Write out every line of the items below as a numbered list, skipping blank lines and leaving out the pictures.

■ **Given records**:
********************
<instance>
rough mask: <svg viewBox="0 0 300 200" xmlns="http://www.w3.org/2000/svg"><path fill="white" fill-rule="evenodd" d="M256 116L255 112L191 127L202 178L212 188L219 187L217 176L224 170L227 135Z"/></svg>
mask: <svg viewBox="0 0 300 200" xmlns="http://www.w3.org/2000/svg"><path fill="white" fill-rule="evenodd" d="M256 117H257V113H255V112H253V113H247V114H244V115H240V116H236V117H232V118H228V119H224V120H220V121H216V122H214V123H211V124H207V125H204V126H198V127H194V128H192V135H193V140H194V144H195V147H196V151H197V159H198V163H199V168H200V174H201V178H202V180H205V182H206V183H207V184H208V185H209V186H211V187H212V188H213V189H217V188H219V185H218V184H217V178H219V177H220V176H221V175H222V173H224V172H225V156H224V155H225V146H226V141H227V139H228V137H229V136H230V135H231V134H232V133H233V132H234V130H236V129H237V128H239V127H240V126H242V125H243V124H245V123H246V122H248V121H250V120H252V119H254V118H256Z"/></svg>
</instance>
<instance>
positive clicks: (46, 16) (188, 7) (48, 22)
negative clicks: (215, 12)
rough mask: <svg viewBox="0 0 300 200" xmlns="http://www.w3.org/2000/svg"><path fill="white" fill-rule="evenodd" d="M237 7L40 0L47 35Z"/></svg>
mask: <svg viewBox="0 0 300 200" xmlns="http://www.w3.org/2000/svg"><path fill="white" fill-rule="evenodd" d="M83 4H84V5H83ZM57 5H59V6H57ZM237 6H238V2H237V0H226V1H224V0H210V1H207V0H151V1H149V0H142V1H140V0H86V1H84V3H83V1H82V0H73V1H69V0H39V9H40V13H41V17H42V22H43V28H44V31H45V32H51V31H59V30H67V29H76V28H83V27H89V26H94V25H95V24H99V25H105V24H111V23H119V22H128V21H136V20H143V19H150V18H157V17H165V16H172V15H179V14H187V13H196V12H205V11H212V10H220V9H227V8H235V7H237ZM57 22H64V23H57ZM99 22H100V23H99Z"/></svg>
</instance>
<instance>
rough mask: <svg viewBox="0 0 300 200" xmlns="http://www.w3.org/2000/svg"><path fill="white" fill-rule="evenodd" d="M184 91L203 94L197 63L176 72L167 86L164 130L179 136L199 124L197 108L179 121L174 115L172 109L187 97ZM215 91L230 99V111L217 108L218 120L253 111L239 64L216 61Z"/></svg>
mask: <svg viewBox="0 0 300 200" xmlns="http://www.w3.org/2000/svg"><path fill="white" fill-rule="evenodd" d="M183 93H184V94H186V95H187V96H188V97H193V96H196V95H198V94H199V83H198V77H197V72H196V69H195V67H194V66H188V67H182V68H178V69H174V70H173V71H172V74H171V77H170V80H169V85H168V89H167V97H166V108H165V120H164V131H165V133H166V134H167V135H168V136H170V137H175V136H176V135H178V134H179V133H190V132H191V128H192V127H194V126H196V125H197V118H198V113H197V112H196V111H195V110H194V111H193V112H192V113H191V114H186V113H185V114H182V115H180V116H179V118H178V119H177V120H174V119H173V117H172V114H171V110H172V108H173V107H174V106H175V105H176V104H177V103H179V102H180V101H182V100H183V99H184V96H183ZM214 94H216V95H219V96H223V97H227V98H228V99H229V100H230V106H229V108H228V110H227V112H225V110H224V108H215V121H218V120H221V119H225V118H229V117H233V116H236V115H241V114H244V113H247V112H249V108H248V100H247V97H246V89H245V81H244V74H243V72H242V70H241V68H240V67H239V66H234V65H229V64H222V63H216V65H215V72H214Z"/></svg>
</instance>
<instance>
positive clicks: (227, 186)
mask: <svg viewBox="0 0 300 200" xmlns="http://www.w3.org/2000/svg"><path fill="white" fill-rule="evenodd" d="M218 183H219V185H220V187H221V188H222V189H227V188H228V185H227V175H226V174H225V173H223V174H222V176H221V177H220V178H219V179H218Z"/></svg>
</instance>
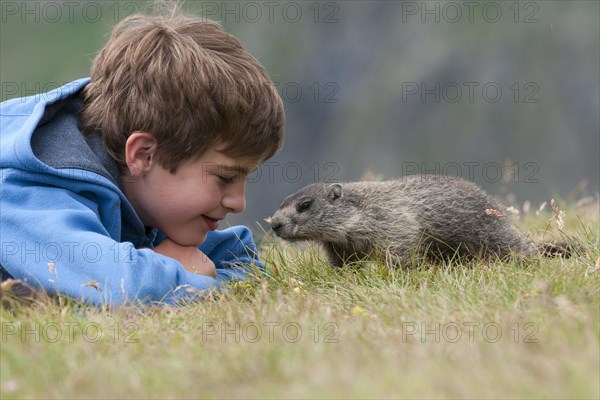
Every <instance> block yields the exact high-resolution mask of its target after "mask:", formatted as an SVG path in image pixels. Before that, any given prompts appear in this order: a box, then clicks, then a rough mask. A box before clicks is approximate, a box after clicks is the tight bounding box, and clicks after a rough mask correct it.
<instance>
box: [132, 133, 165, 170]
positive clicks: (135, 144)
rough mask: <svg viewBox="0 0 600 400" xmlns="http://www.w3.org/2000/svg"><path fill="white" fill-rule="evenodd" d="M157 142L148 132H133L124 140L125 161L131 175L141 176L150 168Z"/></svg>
mask: <svg viewBox="0 0 600 400" xmlns="http://www.w3.org/2000/svg"><path fill="white" fill-rule="evenodd" d="M157 148H158V147H157V143H156V139H155V138H154V136H152V134H151V133H149V132H133V133H132V134H131V135H130V136H129V138H127V141H126V142H125V163H126V164H127V169H128V170H129V174H130V175H131V176H133V177H140V176H143V175H144V174H145V173H146V172H148V171H149V170H150V168H152V165H153V163H154V157H155V155H156V150H157Z"/></svg>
********************
■ **Solution**:
1. <instance>
2. rough mask: <svg viewBox="0 0 300 200" xmlns="http://www.w3.org/2000/svg"><path fill="white" fill-rule="evenodd" d="M256 116L255 112L191 127L202 178L212 188L219 187L217 176L224 170L227 135Z"/></svg>
3. mask: <svg viewBox="0 0 300 200" xmlns="http://www.w3.org/2000/svg"><path fill="white" fill-rule="evenodd" d="M256 117H257V113H255V112H253V113H247V114H244V115H240V116H236V117H232V118H228V119H224V120H220V121H216V122H214V123H211V124H207V125H204V126H198V127H194V128H192V135H193V140H194V144H195V147H196V151H197V159H198V163H199V168H200V174H201V178H202V180H205V182H206V183H207V184H208V185H209V186H211V187H212V188H213V189H217V188H219V185H218V184H217V178H219V177H220V176H221V175H222V173H224V172H225V156H224V155H225V146H226V141H227V139H228V137H229V136H230V135H231V134H232V133H233V132H234V130H236V129H237V128H239V127H240V126H242V125H243V124H245V123H246V122H248V121H250V120H252V119H254V118H256Z"/></svg>
4. </instance>
5. <instance>
6. positive clicks: (46, 16) (188, 7) (48, 22)
7. negative clicks: (215, 12)
8. rough mask: <svg viewBox="0 0 300 200" xmlns="http://www.w3.org/2000/svg"><path fill="white" fill-rule="evenodd" d="M237 7L40 0L47 35Z"/></svg>
9. mask: <svg viewBox="0 0 300 200" xmlns="http://www.w3.org/2000/svg"><path fill="white" fill-rule="evenodd" d="M83 4H84V5H83ZM57 5H59V6H57ZM237 6H238V2H237V0H226V1H224V0H210V1H207V0H151V1H149V0H142V1H140V0H86V1H84V3H83V1H82V0H73V1H69V0H39V9H40V13H41V17H42V22H43V28H44V31H45V32H51V31H59V30H67V29H76V28H83V27H89V26H94V25H95V24H99V25H105V24H111V23H119V22H128V21H136V20H143V19H150V18H157V17H165V16H172V15H179V14H187V13H196V12H205V11H212V10H220V9H227V8H235V7H237ZM57 22H64V23H57ZM99 22H100V23H99Z"/></svg>
10. </instance>
11. <instance>
12. rough mask: <svg viewBox="0 0 300 200" xmlns="http://www.w3.org/2000/svg"><path fill="white" fill-rule="evenodd" d="M184 91L203 94L197 63L176 72L167 86L164 130L179 136L199 124L197 108L179 121L174 115L172 109L187 97ZM215 91L230 99V111L217 108L218 120L253 111L239 64L216 61Z"/></svg>
13. mask: <svg viewBox="0 0 300 200" xmlns="http://www.w3.org/2000/svg"><path fill="white" fill-rule="evenodd" d="M183 93H184V94H186V95H187V96H188V97H193V96H196V95H198V94H199V83H198V77H197V72H196V69H195V67H194V66H188V67H182V68H178V69H174V70H173V71H172V74H171V77H170V80H169V85H168V89H167V97H166V108H165V120H164V131H165V133H166V134H167V135H168V136H170V137H175V136H176V135H178V134H179V133H190V132H191V128H192V127H194V126H196V125H197V118H198V113H197V112H196V111H195V110H194V111H193V112H192V113H191V114H186V113H185V114H182V115H180V116H179V118H178V119H177V120H174V119H173V117H172V114H171V110H172V108H173V107H174V106H175V105H176V104H177V103H179V102H180V101H182V100H183V99H184V96H183ZM214 94H216V95H219V96H223V97H227V98H228V99H229V100H230V106H229V108H228V110H227V112H225V110H224V108H215V121H218V120H221V119H225V118H229V117H233V116H236V115H241V114H244V113H247V112H249V108H248V100H247V97H246V89H245V81H244V74H243V72H242V70H241V68H240V67H239V66H234V65H229V64H222V63H216V65H215V72H214Z"/></svg>
14. </instance>
15. <instance>
16. positive clicks: (227, 186)
17. mask: <svg viewBox="0 0 300 200" xmlns="http://www.w3.org/2000/svg"><path fill="white" fill-rule="evenodd" d="M218 183H219V185H220V187H221V188H222V189H227V188H228V185H227V175H226V174H225V173H223V174H222V176H221V177H220V178H219V179H218Z"/></svg>
18. </instance>
19. Every <instance> block yields the exact high-resolution mask of its target after "mask:", formatted as an SVG path in image pixels. Before that, any given prompts appear in this order: a box, then clicks, then a rough mask. A box before clicks is approximate, a box after clicks is the tight bounding box, and clicks after a rough mask correct it.
20. <instance>
21. box: [132, 133, 165, 170]
22. positive clicks: (135, 144)
23. rough mask: <svg viewBox="0 0 600 400" xmlns="http://www.w3.org/2000/svg"><path fill="white" fill-rule="evenodd" d="M157 142L148 132H133L124 140L125 161L131 175L141 176L150 168Z"/></svg>
24. mask: <svg viewBox="0 0 600 400" xmlns="http://www.w3.org/2000/svg"><path fill="white" fill-rule="evenodd" d="M157 148H158V147H157V143H156V139H155V138H154V136H152V134H151V133H149V132H133V133H132V134H131V135H130V136H129V138H127V141H126V142H125V163H126V164H127V169H128V170H129V174H130V175H131V176H133V177H140V176H143V175H144V174H145V173H146V172H148V171H149V170H150V168H152V165H153V163H154V157H155V155H156V150H157Z"/></svg>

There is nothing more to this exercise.